The line with "Target: small rock outcrop", the line with "Target: gray neck", and all lines between them in the material below: return these exactly, and no others.

MATERIAL SUPPLIED:
○ ○ ○ ○ ○
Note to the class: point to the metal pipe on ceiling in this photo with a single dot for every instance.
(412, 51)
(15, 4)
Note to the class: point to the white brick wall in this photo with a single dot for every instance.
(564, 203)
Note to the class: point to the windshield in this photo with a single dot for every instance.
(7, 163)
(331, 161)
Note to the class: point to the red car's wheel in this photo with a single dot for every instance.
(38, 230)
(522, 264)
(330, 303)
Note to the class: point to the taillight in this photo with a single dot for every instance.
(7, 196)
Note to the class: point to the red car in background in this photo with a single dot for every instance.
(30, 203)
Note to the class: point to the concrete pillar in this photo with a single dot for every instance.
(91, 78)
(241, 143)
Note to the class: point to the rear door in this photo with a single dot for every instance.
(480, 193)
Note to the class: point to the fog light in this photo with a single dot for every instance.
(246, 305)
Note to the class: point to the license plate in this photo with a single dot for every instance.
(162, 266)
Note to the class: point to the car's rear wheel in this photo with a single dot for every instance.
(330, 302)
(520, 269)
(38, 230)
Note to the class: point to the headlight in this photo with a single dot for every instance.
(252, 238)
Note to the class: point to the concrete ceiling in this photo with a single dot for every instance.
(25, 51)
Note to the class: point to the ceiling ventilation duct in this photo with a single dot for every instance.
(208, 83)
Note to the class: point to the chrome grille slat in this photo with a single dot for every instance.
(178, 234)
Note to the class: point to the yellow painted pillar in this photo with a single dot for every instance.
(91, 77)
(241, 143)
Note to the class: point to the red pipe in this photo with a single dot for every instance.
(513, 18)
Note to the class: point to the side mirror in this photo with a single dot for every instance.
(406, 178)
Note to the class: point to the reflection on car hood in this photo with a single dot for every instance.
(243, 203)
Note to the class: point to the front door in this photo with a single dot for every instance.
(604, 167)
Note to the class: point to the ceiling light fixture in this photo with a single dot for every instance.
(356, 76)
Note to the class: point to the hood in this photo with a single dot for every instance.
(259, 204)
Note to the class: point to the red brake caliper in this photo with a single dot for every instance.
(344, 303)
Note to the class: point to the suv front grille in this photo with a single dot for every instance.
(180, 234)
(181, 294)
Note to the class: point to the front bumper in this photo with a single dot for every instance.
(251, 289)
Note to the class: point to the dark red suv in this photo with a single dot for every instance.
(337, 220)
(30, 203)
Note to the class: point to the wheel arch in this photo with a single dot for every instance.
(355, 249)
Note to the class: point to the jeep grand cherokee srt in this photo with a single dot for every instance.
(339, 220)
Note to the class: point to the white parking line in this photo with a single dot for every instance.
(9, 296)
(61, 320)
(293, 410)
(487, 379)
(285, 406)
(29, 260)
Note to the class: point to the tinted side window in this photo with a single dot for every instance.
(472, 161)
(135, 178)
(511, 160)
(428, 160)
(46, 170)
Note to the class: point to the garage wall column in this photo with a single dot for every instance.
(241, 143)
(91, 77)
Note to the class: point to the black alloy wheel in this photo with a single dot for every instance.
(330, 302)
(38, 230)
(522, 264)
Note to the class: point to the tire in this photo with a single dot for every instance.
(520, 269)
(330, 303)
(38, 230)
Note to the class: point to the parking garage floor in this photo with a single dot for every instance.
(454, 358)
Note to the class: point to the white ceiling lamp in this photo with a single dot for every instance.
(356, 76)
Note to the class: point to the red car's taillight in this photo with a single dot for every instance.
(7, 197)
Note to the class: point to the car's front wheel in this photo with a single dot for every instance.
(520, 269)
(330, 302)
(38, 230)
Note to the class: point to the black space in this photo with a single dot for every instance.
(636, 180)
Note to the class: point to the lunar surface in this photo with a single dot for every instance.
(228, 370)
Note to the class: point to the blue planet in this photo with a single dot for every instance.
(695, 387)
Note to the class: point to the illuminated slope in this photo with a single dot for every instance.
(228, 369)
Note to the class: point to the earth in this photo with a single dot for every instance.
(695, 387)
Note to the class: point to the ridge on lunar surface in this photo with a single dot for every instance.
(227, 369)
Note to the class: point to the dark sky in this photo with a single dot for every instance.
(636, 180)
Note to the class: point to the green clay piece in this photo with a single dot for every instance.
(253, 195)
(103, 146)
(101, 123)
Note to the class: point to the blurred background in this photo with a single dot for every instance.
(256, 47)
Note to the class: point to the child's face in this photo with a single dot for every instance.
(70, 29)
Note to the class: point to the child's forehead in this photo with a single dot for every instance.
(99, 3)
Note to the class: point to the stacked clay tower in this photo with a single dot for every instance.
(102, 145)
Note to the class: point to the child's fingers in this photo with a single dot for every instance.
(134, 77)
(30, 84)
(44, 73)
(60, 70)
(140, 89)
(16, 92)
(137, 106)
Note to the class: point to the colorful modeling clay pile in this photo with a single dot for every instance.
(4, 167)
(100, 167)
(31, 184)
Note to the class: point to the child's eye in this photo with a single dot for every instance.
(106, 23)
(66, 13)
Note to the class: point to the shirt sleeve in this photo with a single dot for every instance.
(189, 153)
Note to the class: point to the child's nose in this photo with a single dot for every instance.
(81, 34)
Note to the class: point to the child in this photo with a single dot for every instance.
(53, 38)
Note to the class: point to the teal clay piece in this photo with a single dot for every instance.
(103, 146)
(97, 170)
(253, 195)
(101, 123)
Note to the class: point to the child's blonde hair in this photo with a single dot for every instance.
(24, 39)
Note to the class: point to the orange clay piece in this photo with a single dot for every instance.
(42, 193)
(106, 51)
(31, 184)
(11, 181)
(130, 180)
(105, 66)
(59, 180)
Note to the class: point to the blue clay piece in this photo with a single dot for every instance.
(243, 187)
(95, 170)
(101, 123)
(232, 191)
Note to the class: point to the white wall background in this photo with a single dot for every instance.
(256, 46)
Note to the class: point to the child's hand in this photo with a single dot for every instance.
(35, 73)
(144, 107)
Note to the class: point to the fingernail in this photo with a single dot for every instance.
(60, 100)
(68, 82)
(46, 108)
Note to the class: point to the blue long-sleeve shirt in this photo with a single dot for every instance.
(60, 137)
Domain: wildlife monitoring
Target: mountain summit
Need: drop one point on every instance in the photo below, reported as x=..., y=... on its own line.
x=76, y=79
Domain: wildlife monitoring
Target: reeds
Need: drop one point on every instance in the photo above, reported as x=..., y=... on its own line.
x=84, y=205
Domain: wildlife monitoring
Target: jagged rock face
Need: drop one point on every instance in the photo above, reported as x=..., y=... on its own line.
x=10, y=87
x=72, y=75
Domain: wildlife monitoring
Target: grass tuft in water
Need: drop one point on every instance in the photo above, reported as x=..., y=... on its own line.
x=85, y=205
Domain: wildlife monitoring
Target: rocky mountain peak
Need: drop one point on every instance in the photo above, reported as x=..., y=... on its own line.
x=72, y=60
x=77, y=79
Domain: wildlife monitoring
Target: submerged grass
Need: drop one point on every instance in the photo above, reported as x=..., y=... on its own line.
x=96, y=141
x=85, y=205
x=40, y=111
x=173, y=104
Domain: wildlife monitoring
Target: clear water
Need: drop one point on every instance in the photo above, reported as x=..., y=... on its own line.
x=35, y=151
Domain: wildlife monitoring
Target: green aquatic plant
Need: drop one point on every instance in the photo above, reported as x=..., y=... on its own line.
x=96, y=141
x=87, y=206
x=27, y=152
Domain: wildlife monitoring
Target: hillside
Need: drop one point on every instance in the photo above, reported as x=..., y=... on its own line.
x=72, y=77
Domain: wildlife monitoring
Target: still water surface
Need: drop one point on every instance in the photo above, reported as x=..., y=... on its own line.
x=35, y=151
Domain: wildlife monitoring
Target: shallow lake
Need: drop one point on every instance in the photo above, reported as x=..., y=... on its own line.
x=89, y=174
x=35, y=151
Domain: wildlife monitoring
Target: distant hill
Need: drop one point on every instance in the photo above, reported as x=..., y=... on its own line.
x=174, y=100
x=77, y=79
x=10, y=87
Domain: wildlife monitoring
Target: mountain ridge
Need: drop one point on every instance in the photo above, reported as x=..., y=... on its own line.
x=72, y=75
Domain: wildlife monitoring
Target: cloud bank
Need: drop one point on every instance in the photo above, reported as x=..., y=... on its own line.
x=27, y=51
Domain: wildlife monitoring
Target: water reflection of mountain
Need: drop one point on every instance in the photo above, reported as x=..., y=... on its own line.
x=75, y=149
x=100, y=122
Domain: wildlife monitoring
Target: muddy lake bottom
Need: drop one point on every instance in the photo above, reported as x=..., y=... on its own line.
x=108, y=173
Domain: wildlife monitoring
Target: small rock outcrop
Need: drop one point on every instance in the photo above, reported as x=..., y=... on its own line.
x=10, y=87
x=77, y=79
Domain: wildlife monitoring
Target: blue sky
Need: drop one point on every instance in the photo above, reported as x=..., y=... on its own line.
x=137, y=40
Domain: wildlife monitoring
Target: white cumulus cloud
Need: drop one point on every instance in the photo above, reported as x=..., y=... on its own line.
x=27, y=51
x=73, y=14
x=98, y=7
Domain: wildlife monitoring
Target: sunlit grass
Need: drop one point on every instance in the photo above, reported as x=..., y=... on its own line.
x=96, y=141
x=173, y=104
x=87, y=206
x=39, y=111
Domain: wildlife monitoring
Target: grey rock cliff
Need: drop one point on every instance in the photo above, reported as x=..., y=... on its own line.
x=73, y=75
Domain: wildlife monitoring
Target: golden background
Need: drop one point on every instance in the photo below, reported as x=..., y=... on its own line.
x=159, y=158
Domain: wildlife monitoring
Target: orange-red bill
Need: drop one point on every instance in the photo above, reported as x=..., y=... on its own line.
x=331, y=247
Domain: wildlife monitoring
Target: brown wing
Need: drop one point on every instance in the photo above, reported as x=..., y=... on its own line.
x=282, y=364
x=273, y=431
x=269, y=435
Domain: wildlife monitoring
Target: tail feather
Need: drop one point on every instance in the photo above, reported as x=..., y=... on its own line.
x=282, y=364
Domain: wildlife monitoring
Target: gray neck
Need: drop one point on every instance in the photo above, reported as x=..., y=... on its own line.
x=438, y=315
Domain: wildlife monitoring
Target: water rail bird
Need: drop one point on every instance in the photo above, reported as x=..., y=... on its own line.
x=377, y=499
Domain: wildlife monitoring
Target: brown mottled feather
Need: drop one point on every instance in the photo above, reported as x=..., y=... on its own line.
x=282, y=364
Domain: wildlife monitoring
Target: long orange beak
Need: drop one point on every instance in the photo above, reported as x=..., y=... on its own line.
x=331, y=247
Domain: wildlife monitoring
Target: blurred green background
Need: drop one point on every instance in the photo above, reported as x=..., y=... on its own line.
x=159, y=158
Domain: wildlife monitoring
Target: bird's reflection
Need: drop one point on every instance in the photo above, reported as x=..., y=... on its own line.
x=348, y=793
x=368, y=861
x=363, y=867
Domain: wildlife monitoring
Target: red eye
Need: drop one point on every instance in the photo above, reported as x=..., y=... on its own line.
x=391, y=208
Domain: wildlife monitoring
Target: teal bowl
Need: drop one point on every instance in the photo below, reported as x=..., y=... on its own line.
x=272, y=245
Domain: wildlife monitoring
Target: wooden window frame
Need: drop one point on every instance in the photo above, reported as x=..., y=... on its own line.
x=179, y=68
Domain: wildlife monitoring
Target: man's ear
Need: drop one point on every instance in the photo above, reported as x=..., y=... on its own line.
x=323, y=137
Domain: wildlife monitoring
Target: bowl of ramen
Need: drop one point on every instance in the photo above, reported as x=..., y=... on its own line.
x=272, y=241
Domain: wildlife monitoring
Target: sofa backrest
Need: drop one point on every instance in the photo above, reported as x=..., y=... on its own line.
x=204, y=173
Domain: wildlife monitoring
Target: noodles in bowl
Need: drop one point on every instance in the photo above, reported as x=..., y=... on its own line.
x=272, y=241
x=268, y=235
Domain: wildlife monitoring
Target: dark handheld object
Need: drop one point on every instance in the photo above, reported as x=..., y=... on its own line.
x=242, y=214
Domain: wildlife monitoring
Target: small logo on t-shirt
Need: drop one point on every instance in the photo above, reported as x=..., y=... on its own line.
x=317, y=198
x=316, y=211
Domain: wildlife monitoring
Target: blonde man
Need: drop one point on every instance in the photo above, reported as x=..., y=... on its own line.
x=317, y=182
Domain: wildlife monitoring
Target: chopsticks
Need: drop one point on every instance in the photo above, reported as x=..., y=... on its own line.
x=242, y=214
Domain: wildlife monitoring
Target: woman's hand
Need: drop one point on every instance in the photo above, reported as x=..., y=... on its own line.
○ ○ ○ ○ ○
TASK SOLUTION:
Target: small rock outcrop
Need: drop one point on every instance in the photo above, reported as x=..., y=... on its own line.
x=10, y=87
x=77, y=79
Domain: wildlife monitoring
Target: blue sky
Need: drop one point on every instance in the photo above, reported as x=..., y=... on its own line.
x=137, y=40
Domain: wildlife monitoring
Target: white cumulus cloud
Need: drop one point on every instance in the photo above, reported as x=..., y=... on its own line.
x=27, y=51
x=73, y=14
x=98, y=7
Domain: wildlife monitoring
Target: sunlit grass
Need: drop one point on every instance in the photo above, reported as x=..., y=... on its own line.
x=96, y=141
x=173, y=104
x=87, y=206
x=39, y=111
Domain: wildlife monitoring
Target: grey rock cliff
Need: drop one point on every instance in the photo above, reported as x=..., y=... on its own line.
x=73, y=75
Domain: wildlife monitoring
Target: golden background
Need: drop one point on every instance in the photo below, reported as x=..., y=... on its own line.
x=159, y=158
Domain: wildlife monitoring
Target: orange-red bill
Need: drop one point on every instance in the photo above, reported as x=..., y=... on its own line.
x=331, y=247
Domain: wildlife monitoring
Target: brown wing
Need: drop one point on every instance in the photo above, reported as x=..., y=... on its own line.
x=282, y=364
x=273, y=431
x=269, y=435
Domain: wildlife monitoring
Target: tail feather
Need: drop one point on every instance in the photo above, reported as x=..., y=... on its own line.
x=282, y=364
Domain: wildlife monitoring
Target: gray neck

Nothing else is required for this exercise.